» **Aufgaben**
A. Beantworten Sie zum Text über das Pizzabüffet die folgenden Fragen:
(i) Wonach schmeckte der Shake beim ersten Schluck?
(ii) Womit wird verglichen, wie die Pizza schützend vor der Brust gehalten wird?
(iii) Welche Pizza wollte das Mädchen haben?
B. Übernehmen Sie aus dem Text über das Pizzabüffet wörtlich den Abschnitt, der mit den Worten „Als der Shake“ beginnt und nach den Worten „bis auf's Blut.“ endet.

» **Dokumenttext**
Als der Shake eintraf, kam ich nicht umhin zu bemerken, dass letzte Spuren, a posteriori beseitigter Sahne zu sehen waren, doch ich schwieg und blickte traurig einige Minuten in mein Glas, während mein Gegenüber über irgendetwas gesprochen haben muss. Ich probierte einen ersten Schluck. Er schmeckte nicht nach Vanille, sondern nach flüssigem Zucker. Ich fürchtete spontane Diabetes, wenn ich den Shake austrinken würde und ließ ihn ehrfürchtig stehen. Dann packte mich jedoch der Ehrgeiz. Ich wusste: dies ist ein Sport, bei dem es um Feldposition geht. Also platzierte ich mich als einer der ersten Gäste nahe des Büffettisches und sah, wie sich die missgünstige Menge langsam um mich herum versammelte. Gleich würde der Moment kommen, für den ich hergekommen war und ich würde mein gottgegebenes Recht auf eine bezahlte Pizza verteidigen bis auf's Blut.

Als sich die Luke öffnete und die Gladiatoren ihre Schwerter drohend auf die Schilde schlugen, hatte ich mich längst in einen Tunnel der totalen Fokussierung gedacht. Längst war ich zu einem Tier geworden. Mit ausgestrecktem Arm stieß ich den Feind zu meiner Rechten von mir, während ich mit raschem Griff der linken Hand ein Stück Pizza ergatterte. Unerwartet musste ich einen harten Angriff von hinten einstecken, bei dem ich meine Pizza aus der Hand verlor. Gerade noch konnte ich zusehen, wie ein Mann sie auffing, da stieß mich ein Kontrahent von links so zurück, dass ich dem Dieb unbeabsichtigt eine Kopfnuss gab. Während dieser blutend auf dem Boden lag, riss ich ihm die Pizza aus den Händen, hielt sie mit beiden Armen schützend vor meiner Brust, wie ein Runningback seinen Football schützt, und rannte mit der ganzen Gewalt einer wütend drängenden Bewegung durch die Reihen der Blutrünstigen hindurch, die einen Fumble forcieren wollten.

Geschafft! Mich in Sicherheit wähnend, strahlte ich wie ein siegreicher Held, bereit die Früchte meines Sieges zu genießen. Da sah ich ein Mädchen mit traurigem Blick: "Ich hab solchen Hunger." Nach kurzem Zögern gab ich ihr also die Beute und setzte mich, selbst den Tränen nah, wieder an meinen Tisch. Plötzlich hörte ich das Mädchen empört ausrufen: "Ich will aber eine Salami-Pizza!" und sah mein Pizzastück gegen die Scheibe fliegen. Als es kaum 5 cm die Scheibe hinuntergerutscht war, entnahm es ein geistesgegenwärtiger Restaurant-Insasse und verputzte es auf der Stelle.

» **Datenauszüge**
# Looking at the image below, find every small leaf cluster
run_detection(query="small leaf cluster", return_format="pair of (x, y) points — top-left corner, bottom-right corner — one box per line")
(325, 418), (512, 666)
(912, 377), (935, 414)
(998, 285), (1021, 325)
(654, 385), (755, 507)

» **Lösungen**
A.
(i) Nach flüssigem Zucker, nicht nach Vanille.
(ii) Damit, wie ein Runningback seinen Football schützt.
(iii) Eine Salami-Pizza.

B.
Als der Shake eintraf, kam ich nicht umhin zu bemerken, dass letzte Spuren, a posteriori beseitigter Sahne zu sehen waren, doch ich schwieg und blickte traurig einige Minuten in mein Glas, während mein Gegenüber über irgendetwas gesprochen haben muss. Ich probierte einen ersten Schluck. Er schmeckte nicht nach Vanille, sondern nach flüssigem Zucker. Ich fürchtete spontane Diabetes, wenn ich den Shake austrinken würde und ließ ihn ehrfürchtig stehen. Dann packte mich jedoch der Ehrgeiz. Ich wusste: dies ist ein Sport, bei dem es um Feldposition geht. Also platzierte ich mich als einer der ersten Gäste nahe des Büffettisches und sah, wie sich die missgünstige Menge langsam um mich herum versammelte. Gleich würde der Moment kommen, für den ich hergekommen war und ich würde mein gottgegebenes Recht auf eine bezahlte Pizza verteidigen bis auf's Blut.